- [Activity]:
Could you write out every entry exactly as it stands?

- [Stored entries]:
┌──
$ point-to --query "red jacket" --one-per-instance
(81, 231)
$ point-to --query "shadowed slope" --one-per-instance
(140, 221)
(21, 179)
└──
- [Answer to this exercise]:
$ point-to --query "red jacket" --one-per-instance
(81, 231)
$ point-to --query "shadowed slope" --one-per-instance
(140, 221)
(21, 179)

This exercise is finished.